Instructions to follow: Lines that contain the string "rough" are the ones to list; copy all of them from the records.

Collected data entries
────

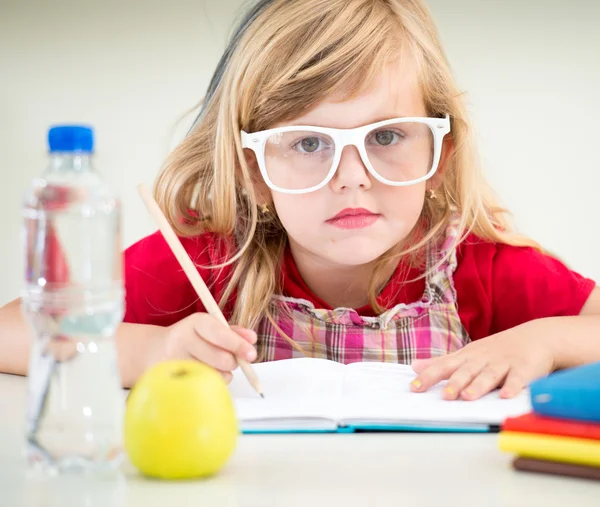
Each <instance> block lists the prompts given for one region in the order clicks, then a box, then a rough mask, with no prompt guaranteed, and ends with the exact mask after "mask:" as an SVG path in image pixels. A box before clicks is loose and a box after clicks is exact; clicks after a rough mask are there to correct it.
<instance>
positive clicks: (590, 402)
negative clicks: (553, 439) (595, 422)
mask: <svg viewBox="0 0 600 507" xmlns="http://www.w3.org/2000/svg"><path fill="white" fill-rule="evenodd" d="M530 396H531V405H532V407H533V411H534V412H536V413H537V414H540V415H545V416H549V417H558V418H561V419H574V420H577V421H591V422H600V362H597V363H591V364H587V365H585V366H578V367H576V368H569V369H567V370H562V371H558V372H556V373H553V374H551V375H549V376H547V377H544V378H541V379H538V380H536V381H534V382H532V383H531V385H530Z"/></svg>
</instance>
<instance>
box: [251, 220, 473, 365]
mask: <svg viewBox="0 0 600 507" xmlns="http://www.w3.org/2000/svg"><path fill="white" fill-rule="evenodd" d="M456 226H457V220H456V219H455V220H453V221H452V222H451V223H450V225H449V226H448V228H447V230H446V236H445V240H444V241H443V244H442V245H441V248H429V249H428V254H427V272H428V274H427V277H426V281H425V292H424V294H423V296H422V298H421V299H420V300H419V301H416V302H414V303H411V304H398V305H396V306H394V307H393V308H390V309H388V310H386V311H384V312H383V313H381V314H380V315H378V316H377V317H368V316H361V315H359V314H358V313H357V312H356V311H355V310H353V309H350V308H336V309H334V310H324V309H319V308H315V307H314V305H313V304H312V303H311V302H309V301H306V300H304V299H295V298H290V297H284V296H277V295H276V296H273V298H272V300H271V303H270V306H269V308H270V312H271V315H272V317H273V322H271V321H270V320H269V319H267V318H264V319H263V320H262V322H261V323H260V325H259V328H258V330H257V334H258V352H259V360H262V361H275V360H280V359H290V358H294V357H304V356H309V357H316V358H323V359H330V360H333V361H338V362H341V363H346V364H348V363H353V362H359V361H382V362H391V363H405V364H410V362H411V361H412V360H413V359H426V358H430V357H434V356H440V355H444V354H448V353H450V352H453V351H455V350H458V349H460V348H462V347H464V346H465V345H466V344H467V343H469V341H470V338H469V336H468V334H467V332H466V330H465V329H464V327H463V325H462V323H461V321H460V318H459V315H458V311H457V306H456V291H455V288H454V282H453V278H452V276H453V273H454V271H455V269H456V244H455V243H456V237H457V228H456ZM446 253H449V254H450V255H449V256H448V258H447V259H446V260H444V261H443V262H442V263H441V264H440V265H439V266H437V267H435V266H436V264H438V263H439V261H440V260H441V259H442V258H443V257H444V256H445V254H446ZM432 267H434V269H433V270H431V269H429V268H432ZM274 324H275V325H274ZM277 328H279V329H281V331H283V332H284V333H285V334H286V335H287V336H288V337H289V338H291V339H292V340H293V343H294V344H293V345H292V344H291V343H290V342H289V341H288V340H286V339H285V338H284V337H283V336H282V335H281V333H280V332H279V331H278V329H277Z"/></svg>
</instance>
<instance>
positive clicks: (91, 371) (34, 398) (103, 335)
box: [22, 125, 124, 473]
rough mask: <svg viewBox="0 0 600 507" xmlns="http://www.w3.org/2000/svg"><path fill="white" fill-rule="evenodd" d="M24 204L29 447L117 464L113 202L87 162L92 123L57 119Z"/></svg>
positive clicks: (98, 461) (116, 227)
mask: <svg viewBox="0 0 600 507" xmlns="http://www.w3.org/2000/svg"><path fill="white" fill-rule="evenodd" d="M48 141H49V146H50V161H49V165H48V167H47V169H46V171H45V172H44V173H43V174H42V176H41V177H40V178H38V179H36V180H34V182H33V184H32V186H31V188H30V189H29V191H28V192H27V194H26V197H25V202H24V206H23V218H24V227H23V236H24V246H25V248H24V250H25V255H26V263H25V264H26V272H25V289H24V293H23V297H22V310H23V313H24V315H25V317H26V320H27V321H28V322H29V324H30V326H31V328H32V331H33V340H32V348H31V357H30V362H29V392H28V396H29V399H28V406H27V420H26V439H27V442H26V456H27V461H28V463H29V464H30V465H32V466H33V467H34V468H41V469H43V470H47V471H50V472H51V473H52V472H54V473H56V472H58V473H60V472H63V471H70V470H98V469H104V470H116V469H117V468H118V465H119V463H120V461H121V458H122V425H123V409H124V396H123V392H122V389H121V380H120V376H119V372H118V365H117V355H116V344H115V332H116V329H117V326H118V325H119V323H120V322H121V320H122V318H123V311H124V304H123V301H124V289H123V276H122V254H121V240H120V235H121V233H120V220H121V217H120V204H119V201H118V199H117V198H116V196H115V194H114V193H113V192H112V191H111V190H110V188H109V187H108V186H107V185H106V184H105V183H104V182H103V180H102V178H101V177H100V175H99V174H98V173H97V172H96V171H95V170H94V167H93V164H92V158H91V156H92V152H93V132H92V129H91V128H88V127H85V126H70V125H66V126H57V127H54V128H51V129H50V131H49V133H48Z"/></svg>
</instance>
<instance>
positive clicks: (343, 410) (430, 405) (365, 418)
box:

────

Task response:
Each <instance> block lists the prompts given for one region in the order clicks, then a box, then a rough mask, with no prompt guaranteed, and ends with the exact mask after "mask:" as an SVG path in image pixels. A box before clicks is loose and a box after clicks is exact; clicks after a rough mask are there to correct it.
rough mask: <svg viewBox="0 0 600 507" xmlns="http://www.w3.org/2000/svg"><path fill="white" fill-rule="evenodd" d="M24 204L29 447L117 464L113 202L87 162L92 123L57 119Z"/></svg>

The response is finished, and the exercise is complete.